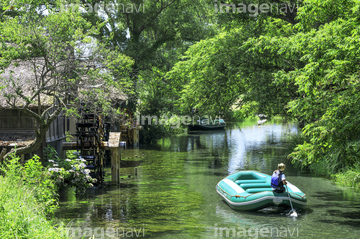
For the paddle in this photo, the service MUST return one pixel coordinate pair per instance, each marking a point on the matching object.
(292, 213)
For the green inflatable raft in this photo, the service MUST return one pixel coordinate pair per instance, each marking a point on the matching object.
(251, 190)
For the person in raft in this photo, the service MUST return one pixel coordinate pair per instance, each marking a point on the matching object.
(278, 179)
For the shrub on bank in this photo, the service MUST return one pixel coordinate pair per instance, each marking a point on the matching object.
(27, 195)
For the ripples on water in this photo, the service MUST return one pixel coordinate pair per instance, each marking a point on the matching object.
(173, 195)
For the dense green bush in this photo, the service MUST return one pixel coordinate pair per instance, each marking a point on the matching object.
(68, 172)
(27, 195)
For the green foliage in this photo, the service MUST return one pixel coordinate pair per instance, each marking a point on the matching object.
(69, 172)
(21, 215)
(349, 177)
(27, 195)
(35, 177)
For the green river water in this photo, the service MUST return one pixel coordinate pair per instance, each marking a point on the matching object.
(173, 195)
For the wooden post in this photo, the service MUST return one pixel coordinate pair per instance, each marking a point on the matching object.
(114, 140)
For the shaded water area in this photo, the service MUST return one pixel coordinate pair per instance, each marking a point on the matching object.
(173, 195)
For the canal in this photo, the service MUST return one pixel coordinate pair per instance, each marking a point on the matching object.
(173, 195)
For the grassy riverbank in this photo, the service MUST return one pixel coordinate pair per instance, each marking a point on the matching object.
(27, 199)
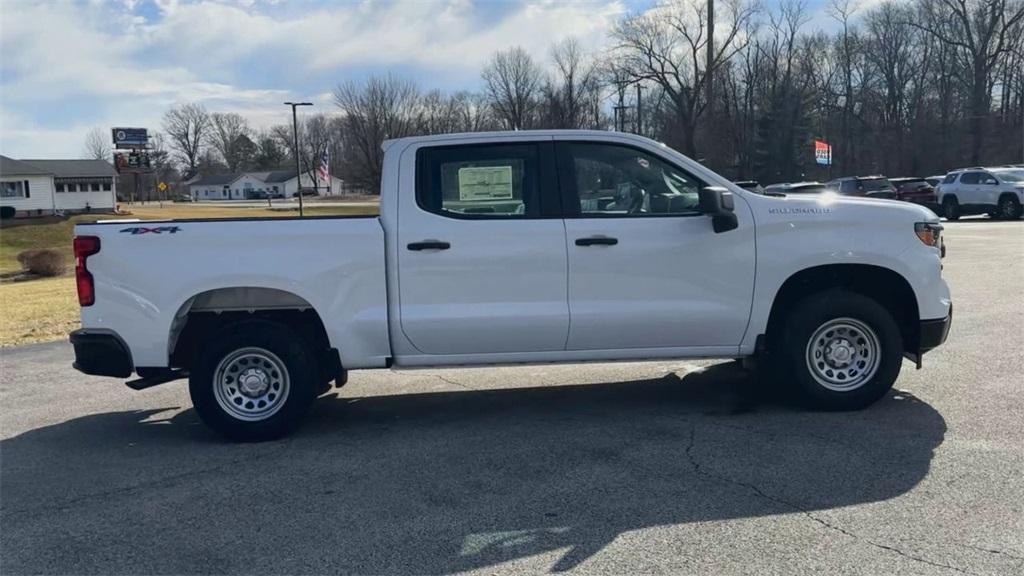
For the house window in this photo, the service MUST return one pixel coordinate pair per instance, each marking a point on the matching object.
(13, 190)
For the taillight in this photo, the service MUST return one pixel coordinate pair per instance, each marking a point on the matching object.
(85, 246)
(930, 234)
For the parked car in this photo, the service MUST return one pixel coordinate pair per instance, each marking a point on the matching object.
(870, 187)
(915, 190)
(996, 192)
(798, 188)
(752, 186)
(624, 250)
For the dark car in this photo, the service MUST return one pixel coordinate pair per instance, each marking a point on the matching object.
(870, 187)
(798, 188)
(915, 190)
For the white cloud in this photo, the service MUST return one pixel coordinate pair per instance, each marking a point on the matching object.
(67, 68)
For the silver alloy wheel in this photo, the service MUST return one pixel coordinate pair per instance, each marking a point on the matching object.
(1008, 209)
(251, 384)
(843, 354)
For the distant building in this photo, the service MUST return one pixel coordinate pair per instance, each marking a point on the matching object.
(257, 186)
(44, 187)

--

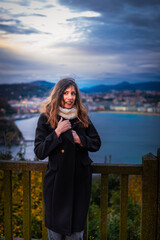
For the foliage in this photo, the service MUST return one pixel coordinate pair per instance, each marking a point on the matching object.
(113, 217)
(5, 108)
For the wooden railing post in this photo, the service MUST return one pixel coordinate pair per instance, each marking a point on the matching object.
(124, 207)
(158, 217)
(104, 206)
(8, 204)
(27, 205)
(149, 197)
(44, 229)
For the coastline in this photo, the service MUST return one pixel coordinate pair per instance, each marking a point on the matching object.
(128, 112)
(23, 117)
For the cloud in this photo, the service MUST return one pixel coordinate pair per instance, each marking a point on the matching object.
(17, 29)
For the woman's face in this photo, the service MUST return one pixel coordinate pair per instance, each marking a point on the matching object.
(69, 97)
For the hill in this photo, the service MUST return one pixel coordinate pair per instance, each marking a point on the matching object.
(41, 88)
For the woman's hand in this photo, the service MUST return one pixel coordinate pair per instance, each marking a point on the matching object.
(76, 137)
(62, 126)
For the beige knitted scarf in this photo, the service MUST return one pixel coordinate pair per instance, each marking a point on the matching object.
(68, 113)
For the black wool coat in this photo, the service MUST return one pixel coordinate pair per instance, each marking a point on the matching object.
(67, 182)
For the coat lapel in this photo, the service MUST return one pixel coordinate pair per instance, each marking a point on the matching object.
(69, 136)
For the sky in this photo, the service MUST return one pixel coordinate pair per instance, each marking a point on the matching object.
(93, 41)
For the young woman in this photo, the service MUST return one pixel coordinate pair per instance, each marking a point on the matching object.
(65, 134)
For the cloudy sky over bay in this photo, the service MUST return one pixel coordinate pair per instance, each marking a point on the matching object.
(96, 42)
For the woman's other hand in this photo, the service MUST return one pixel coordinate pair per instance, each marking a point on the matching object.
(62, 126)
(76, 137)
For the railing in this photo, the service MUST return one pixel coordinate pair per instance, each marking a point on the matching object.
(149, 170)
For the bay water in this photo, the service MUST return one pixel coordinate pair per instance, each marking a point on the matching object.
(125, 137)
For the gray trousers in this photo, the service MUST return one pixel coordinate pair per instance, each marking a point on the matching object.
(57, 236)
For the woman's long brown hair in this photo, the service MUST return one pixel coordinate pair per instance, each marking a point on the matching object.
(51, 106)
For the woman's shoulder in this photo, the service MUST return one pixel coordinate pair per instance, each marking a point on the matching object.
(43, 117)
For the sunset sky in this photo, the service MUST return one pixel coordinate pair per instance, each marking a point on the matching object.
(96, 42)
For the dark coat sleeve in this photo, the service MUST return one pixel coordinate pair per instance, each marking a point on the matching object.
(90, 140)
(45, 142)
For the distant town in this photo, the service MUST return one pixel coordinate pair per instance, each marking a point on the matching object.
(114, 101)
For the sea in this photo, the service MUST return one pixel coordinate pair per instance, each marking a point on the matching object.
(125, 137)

● **What you are asked to do**:
Which lines of the data above contain the string "railing"? Filter them out and copy each one in full.

● **Solution to the exercise**:
For the wooden railing post in this photo, the service MUST return one pixel coordinate pair per instance, each marking a point on the matching object.
For the railing in this photo, the service MUST return one pixel coordinate pair per instance, each marking a point on the matching object.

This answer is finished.